Task directions:
Render the following material again verbatim, leaving nothing out.

BEGIN Given data

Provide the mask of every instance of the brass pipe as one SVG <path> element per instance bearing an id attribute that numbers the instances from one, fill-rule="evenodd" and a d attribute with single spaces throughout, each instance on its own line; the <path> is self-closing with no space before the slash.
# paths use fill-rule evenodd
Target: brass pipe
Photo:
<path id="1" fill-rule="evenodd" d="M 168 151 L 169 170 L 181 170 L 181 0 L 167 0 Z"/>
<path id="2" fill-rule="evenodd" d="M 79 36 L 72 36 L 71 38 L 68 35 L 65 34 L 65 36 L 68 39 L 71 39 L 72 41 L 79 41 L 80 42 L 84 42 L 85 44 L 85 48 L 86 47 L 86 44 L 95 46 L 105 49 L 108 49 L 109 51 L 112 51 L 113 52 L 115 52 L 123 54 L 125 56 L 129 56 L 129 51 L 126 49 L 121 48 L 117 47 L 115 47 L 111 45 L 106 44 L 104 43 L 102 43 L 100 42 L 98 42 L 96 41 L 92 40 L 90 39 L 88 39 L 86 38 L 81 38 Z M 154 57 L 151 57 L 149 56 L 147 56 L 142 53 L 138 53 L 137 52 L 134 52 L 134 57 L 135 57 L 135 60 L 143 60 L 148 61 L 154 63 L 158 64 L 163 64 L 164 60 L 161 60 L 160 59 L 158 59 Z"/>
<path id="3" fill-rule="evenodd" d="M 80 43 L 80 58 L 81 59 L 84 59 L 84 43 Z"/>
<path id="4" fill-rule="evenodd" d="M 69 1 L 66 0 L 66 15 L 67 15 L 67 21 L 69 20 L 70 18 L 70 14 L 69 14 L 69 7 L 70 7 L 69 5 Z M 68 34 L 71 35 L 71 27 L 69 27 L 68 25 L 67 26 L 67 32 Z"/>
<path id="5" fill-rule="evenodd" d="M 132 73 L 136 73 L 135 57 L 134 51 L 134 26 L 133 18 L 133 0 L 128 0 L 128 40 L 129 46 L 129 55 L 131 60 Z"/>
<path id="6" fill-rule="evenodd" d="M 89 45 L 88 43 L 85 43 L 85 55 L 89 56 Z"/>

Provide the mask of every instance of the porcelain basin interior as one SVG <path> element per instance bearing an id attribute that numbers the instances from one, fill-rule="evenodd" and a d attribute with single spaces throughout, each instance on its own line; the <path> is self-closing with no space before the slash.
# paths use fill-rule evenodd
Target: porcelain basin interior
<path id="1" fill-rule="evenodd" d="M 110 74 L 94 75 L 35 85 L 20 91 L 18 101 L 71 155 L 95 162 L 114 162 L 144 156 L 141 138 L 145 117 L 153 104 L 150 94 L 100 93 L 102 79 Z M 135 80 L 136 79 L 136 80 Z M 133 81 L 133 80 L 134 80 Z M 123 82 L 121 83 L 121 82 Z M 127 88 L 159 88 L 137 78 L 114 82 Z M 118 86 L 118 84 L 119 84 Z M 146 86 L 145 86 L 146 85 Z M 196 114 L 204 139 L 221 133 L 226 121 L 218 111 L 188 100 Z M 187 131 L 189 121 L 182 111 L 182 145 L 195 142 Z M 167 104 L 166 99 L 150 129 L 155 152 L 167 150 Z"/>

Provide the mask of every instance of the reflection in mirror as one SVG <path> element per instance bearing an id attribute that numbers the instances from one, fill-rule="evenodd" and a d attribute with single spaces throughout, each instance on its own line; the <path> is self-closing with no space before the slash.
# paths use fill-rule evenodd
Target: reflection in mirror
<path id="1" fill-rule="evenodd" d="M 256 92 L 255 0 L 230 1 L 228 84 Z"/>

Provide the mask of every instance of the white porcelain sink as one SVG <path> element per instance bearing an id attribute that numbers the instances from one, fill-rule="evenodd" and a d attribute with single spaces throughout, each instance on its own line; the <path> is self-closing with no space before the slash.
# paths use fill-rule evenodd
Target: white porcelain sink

END Given data

Response to the exercise:
Provide the mask of every instance of the brass pipe as one SVG <path> element per instance bearing an id attribute that numbers the instances from one, fill-rule="evenodd" and a d attribute with single spaces throughout, each instance on its own line; the <path> is self-closing with no space before the slash.
# paths use fill-rule evenodd
Target: brass pipe
Photo:
<path id="1" fill-rule="evenodd" d="M 168 151 L 169 170 L 181 170 L 181 0 L 167 0 Z"/>
<path id="2" fill-rule="evenodd" d="M 79 36 L 72 36 L 71 38 L 68 35 L 65 34 L 65 36 L 68 39 L 71 39 L 72 41 L 79 41 L 80 42 L 84 42 L 85 44 L 85 48 L 86 47 L 86 44 L 95 46 L 105 49 L 108 49 L 109 51 L 112 51 L 113 52 L 115 52 L 123 54 L 125 56 L 129 56 L 129 51 L 126 49 L 121 48 L 117 47 L 115 47 L 111 45 L 106 44 L 104 43 L 102 43 L 100 42 L 98 42 L 96 41 L 92 40 L 90 39 L 88 39 L 86 38 L 81 38 Z M 154 57 L 151 57 L 149 56 L 147 56 L 142 53 L 138 53 L 137 52 L 134 52 L 134 57 L 135 57 L 135 60 L 143 60 L 148 61 L 154 63 L 158 64 L 163 64 L 164 60 L 161 60 L 160 59 L 158 59 Z"/>
<path id="3" fill-rule="evenodd" d="M 80 43 L 80 58 L 81 59 L 84 59 L 84 43 Z"/>
<path id="4" fill-rule="evenodd" d="M 69 1 L 66 0 L 66 15 L 67 15 L 67 21 L 69 20 L 70 18 L 70 14 L 69 14 L 69 7 L 70 7 L 69 5 Z M 68 34 L 71 35 L 71 27 L 69 27 L 68 25 L 67 26 L 67 32 Z"/>
<path id="5" fill-rule="evenodd" d="M 132 73 L 136 73 L 135 57 L 134 51 L 134 26 L 133 18 L 133 0 L 128 0 L 128 40 L 129 46 L 129 55 L 131 60 Z"/>
<path id="6" fill-rule="evenodd" d="M 89 45 L 88 43 L 85 43 L 85 55 L 89 56 Z"/>

Provide the mask of every instance of the porcelain basin interior as one SVG <path> element per instance bearing an id attribute that numbers the instances from one, fill-rule="evenodd" and a d attribute with single spaces throughout, each instance on its own line; the <path> is self-closing with no space before the slash.
# paths use fill-rule evenodd
Target: porcelain basin interior
<path id="1" fill-rule="evenodd" d="M 110 74 L 94 75 L 35 85 L 20 91 L 18 101 L 71 155 L 95 162 L 114 162 L 144 156 L 141 138 L 145 117 L 153 104 L 150 94 L 100 93 L 102 79 Z M 135 80 L 136 79 L 136 80 Z M 133 81 L 133 80 L 134 80 Z M 123 82 L 121 83 L 121 82 Z M 127 88 L 159 88 L 137 78 L 114 82 Z M 118 86 L 118 84 L 119 84 Z M 146 86 L 145 86 L 146 85 Z M 196 114 L 204 139 L 221 133 L 226 121 L 218 111 L 188 100 Z M 187 131 L 189 121 L 182 111 L 182 145 L 195 142 Z M 167 104 L 166 99 L 150 129 L 155 152 L 167 150 Z"/>

Provide the mask of every instance of the reflection in mirror as one SVG <path> element per instance bearing an id attribute that numbers the instances from one, fill-rule="evenodd" and a d attribute with single spaces throughout, each instance on its own line; the <path> is self-closing with no space before the slash.
# paths use fill-rule evenodd
Target: reflection in mirror
<path id="1" fill-rule="evenodd" d="M 256 92 L 255 0 L 230 1 L 228 84 Z"/>

Provide the mask of every instance of the white porcelain sink as one SVG <path> element per instance bearing an id attribute that numbers the instances from one, fill-rule="evenodd" and a d attribute with single spaces throughout, each instance on its own line; the <path> is self-closing with no space before the slash.
# paths use fill-rule evenodd
Target: white porcelain sink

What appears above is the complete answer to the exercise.